— Task set —
(a) From the book-pick post below, extract everything from "For Sonja, the" down to "and lasting significance.".
(b) Summarize the book-pick post below in three sentences.

— Given passage —
------------------------------------------------------------------------

There are so many books coming out or recently released that have me salivating and wiggling in my seat with excitement! Here are my top 13 picks:
A Constellation of Vital Phenomena by Anthony Marra
Published February 4, 2014
In a small rural village
in Chechnya, eight-year-old Havaa watches from the woods as Russian
soldiers abduct her father in the middle of the night and then set fire
to her home. When their lifelong neighbor Akhmed finds Havaa hiding in
the forest with a strange blue suitcase, he makes a decision that will
forever change their lives. He will seek refuge at the abandoned
hospital where the sole remaining doctor, Sonja Rabina, treats the
wounded.
For Sonja, the arrival of Akhmed and Havaa is an
unwelcome surprise. Weary and overburdened, she has no desire to take on
additional risk and responsibility. But over the course of five
extraordinary days, Sonja’s world will shift on its axis and reveal the
intricate pattern of connections that weaves together the pasts of these
three unlikely companions and unexpectedly decides their fate. A story
of the transcendent power of love in wartime, A Constellation of Vital Phenomena is a work of sweeping breadth, profound compassion, and lasting significance.

------------------------------------------------------------------------

(Collected data)
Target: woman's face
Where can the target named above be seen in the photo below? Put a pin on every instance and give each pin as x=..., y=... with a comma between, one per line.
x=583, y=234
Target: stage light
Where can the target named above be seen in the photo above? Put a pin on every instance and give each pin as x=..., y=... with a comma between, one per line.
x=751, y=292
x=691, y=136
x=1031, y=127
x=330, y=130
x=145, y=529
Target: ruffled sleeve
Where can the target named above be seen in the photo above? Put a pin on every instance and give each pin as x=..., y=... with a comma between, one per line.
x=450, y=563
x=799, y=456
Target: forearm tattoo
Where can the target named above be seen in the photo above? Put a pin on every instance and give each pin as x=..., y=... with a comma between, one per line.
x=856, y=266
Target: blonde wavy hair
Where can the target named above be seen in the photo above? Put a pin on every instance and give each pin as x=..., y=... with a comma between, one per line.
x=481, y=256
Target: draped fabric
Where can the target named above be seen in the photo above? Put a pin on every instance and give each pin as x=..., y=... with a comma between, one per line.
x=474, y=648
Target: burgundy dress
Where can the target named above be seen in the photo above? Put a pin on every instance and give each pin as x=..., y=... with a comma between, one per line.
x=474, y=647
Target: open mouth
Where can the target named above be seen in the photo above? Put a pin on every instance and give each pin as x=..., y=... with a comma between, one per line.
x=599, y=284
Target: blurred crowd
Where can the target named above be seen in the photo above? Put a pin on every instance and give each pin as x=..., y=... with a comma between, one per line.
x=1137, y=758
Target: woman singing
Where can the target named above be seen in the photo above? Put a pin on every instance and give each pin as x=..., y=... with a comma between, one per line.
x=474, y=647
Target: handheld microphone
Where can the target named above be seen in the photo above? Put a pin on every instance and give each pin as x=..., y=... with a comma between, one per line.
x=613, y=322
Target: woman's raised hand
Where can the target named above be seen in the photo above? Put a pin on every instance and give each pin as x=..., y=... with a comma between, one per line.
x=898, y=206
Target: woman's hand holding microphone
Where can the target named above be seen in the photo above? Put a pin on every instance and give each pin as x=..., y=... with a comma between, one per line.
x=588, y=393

------------------------------------------------------------------------

— Solutions to the problems —
(a)
For Sonja, the arrival of Akhmed and Havaa is an
unwelcome surprise. Weary and overburdened, she has no desire to take on
additional risk and responsibility. But over the course of five
extraordinary days, Sonja’s world will shift on its axis and reveal the
intricate pattern of connections that weaves together the pasts of these
three unlikely companions and unexpectedly decides their fate. A story
of the transcendent power of love in wartime, A Constellation of Vital Phenomena is a work of sweeping breadth, profound compassion, and lasting significance.

(b) The writer shares 13 top picks of new and upcoming books, starting with A Constellation of Vital Phenomena by Anthony Marra, published February 4, 2014. In it, Russian soldiers take eight-year-old Havaa's father from their village in Chechnya, and their neighbor Akhmed brings her to an abandoned hospital run by Sonja Rabina, the only doctor left. Sonja doesn't want them there at first, but over five days she finds that the three of them share connections in their pasts that decide their fate.